● Request: Shift both coordinates of every point in the answers by adding 110 to each number. Then write out again the items from the line with "Would you mind spotting the blurred background" up to and including the line with "<point>205,218</point>", with the requests kept as they are.

● Data in this exercise:
(begin)

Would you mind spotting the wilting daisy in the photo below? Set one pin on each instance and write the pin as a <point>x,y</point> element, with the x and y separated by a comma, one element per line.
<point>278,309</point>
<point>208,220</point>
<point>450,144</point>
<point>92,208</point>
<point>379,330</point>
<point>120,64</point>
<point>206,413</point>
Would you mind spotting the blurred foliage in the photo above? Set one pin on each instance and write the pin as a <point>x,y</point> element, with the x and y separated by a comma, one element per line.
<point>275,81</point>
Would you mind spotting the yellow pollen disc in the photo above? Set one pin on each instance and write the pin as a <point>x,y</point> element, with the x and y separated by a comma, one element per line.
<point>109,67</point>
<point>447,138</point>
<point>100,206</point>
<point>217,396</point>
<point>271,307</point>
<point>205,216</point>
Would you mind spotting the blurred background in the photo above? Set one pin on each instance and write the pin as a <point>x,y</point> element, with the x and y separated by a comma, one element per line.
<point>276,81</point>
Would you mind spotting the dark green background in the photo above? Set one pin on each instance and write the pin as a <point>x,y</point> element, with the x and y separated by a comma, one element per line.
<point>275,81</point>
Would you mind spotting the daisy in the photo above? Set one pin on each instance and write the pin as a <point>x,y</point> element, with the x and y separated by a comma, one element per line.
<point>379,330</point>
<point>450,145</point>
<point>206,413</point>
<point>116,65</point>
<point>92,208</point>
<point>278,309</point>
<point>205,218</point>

(end)
(begin)

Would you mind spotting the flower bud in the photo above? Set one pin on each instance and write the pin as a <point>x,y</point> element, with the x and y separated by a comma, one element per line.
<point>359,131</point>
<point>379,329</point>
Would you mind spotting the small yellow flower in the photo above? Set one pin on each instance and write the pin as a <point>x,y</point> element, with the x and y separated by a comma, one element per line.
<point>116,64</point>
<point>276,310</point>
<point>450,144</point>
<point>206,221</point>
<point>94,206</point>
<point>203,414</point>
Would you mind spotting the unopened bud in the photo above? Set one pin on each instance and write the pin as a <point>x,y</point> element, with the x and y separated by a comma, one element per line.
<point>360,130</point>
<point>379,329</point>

(end)
(begin)

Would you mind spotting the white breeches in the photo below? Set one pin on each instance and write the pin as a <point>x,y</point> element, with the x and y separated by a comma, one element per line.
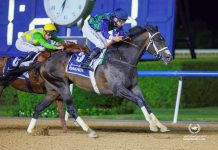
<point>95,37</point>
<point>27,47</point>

(end)

● Task output:
Would you mind spotting the blurred background in the photo above? Set one pin on each instance and write the pin as a <point>x,y</point> element, with the x and y separated by a comma, one element per line.
<point>386,191</point>
Would you mind spotting the dark green background in the photo above? Set one pin on each instance and write the pin as a <point>x,y</point> element, with the x and y separated by a comma, one element per line.
<point>385,191</point>
Would you mind spotting the daisy in the photo above? Set one pin on each instance and write the pin as a <point>x,y</point> element, with the x and y separated by a comma, one element per line.
<point>489,440</point>
<point>560,255</point>
<point>316,523</point>
<point>226,175</point>
<point>202,318</point>
<point>388,419</point>
<point>315,328</point>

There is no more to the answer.